+++ RECORDS TO USE
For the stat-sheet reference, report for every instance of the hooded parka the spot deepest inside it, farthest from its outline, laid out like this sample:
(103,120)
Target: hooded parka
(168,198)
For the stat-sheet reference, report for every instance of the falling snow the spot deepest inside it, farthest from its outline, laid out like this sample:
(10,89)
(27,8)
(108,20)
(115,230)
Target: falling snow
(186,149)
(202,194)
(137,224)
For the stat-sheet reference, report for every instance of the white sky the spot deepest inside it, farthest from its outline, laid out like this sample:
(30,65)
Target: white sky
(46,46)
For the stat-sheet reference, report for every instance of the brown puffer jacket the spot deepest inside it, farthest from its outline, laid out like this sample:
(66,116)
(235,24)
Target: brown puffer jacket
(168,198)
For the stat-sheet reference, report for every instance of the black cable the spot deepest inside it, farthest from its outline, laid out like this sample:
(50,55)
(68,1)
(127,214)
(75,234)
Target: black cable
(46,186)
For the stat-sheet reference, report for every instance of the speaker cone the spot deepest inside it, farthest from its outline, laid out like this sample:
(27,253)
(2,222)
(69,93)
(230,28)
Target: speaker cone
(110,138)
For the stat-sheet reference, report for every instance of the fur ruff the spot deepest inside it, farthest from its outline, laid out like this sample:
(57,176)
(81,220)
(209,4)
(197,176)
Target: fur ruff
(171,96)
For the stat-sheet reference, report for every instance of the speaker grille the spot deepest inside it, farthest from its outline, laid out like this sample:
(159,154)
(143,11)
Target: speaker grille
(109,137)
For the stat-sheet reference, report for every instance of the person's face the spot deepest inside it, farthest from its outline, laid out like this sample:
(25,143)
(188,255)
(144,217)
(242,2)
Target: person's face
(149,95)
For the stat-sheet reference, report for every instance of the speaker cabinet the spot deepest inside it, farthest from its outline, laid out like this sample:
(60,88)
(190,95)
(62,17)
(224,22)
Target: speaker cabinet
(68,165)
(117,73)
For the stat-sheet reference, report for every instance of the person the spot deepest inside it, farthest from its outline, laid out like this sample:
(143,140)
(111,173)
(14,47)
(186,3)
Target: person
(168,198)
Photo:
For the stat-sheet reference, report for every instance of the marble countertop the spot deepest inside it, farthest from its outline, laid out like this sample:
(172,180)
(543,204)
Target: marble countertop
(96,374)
++++++
● **WORK TO DO**
Copy out, unchanged, the stretch of lines from the one containing "the speaker cabinet" through the final line above.

● **ANSWER BELOW**
For the stat-sheet reference, report for every instance of the speaker cabinet the spot deepest inside it, farthest from its outline, laid out like this sample:
(60,88)
(190,95)
(62,17)
(224,22)
Target: speaker cabinet
(68,165)
(117,73)
For the stat-sheet reference, report for every instance of the person the spot deepest inside it, farthest from its outline, laid out like this sample:
(143,140)
(111,173)
(14,47)
(186,3)
Target: person
(168,198)
Photo:
For the stat-sheet reference, report for every instance of the marble countertop the spot deepest inside it, farthest from its outline, laid out like this sample:
(172,180)
(543,204)
Target: marble countertop
(96,374)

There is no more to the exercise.